▶ _Task to complete_
Copy every one of the entries below word for word, keeping each line intact.

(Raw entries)
* BEGIN *
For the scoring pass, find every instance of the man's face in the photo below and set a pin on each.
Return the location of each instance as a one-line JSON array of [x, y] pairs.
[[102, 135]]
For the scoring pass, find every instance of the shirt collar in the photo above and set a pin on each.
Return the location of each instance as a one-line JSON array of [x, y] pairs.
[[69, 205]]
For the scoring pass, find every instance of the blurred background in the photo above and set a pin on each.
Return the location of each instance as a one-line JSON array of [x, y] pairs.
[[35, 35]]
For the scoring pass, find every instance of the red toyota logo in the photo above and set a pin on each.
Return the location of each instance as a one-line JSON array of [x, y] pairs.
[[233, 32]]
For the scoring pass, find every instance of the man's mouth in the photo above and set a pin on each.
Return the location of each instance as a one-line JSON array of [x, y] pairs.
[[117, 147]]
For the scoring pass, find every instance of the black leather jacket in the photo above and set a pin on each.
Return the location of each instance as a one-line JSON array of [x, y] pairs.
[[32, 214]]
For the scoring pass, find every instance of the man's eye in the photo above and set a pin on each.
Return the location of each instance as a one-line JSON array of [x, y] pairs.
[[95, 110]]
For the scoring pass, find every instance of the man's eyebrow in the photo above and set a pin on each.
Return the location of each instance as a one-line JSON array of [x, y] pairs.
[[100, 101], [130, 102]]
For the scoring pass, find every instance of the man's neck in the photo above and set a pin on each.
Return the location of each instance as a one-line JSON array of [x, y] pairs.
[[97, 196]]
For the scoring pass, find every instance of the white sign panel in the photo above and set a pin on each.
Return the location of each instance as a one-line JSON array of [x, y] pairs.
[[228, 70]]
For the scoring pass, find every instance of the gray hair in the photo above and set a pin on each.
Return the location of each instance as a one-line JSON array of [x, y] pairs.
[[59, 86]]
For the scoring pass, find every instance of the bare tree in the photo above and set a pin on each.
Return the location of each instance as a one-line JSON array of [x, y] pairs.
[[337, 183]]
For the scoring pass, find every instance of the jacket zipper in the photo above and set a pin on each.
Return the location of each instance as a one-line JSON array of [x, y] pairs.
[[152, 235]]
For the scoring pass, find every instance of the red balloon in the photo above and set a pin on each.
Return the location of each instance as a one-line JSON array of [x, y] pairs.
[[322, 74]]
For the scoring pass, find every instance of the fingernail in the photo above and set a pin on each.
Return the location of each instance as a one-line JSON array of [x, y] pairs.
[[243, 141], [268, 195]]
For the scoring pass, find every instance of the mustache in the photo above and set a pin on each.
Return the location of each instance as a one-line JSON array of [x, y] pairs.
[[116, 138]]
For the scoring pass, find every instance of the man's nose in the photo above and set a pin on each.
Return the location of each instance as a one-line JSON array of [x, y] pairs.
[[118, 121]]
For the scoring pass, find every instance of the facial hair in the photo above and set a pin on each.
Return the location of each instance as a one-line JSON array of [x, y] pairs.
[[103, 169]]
* END *
▶ _Output for this task_
For the scoring pass, find every instance of the man's face in the photo below and set a pin on each.
Return the location of each instance as a one-line JSON array of [x, y] pairs.
[[102, 135]]
For the scoring pass, find every instance of the shirt collar in the photo above and set a pin on each.
Return the location of each instance as a one-line JSON array of [x, y] pairs.
[[69, 205]]
For the scoring pass, find every instance of the blurred background in the photo above and set a pin on each.
Return the location of each instance as a one-line JSON array of [x, y] pairs.
[[35, 35]]
For the scoring pass, find every instance of the red toyota logo in the photo above and set a pin on each.
Return the location of each instance as a one-line JSON array of [x, y] pairs.
[[233, 32]]
For the scoring pass, find every instance of the man's mouth in the photo above and set a pin on each.
Return the location of each instance as a one-line JSON array of [x, y] pairs.
[[117, 147]]
For the scoring pass, find every instance of the black leather jacket in the photo above and set a pin on each.
Return the location of each instance as a one-line JSON array of [x, y] pairs.
[[32, 214]]
For the scoring pass, find every instance of the man's eye in the photo above and set a pin on each.
Return the location of each instance as a one-line JSON array of [x, y] pairs.
[[95, 110]]
For the scoring pass, find every instance of the man's eyebrow in the photo above and set a pin on each.
Return the location of each instance as a one-line JSON array of [x, y] pairs.
[[100, 101], [130, 102]]
For the scoring pass, find every instance of the man's neck in the photo above and set a pin on each.
Return the location of each instance as a one-line JSON array of [x, y] pairs.
[[97, 196]]
For the scoring pass, find every instance of the white sign panel in the photo above and set a pin on each.
Return the location of each instance as a one-line JSON array of [x, y] pairs.
[[228, 70]]
For the scoring pass, find every instance of the gray hair in the photo above and set a pin on each.
Return the location of each instance as a one-line JSON array of [x, y] pairs.
[[59, 86]]
For the scoring pass, find every instance of the bare tree in the photo above and set a pin on each.
Return the location of each instance as a one-line JSON array of [x, y] pairs.
[[337, 183]]
For the scoring pass, find every instance of the jacket zipper in the photo above and set a pin on each.
Return the location of each instance as a one-line JSON array of [x, y] pairs.
[[152, 235]]
For the scoring pass, find every instance of the red balloon in the photo above and set a pin on each.
Return the location of each instance as a one-line JSON array of [x, y] pairs.
[[322, 74]]
For the scoring pass, find every instance of the fingernail in the photo above and set a pin on each.
Return the location of each instance as a one-line JSON array of [x, y] pairs.
[[243, 141], [268, 195]]
For the scoring pass, find every instance of the mustache in the photo above and set a pin on each.
Return the location of each instance as a one-line JSON array of [x, y] pairs.
[[116, 138]]
For the scoring pass, find every instance of the man's nose in the photo above and set a pin on each.
Return the location of each instance as a one-line JSON array of [x, y] pairs.
[[118, 121]]
For the scoring pass, find every instance of the facial hair in the photo above and set a pin on each.
Return the location of each instance as a one-line JSON array of [x, y] pairs.
[[103, 169]]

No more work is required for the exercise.